### [The exercise]
Update the records below by changing "jersey" to "shirt", leaving everything else the same.

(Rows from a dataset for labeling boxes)
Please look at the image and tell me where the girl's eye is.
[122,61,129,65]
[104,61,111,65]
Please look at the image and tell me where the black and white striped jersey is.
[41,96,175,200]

### [Output of the task]
Please look at the image and tell me where the girl's eye is.
[122,61,129,65]
[104,61,111,65]
Please look at the image and tell me where the black and white striped shirt is.
[41,96,175,200]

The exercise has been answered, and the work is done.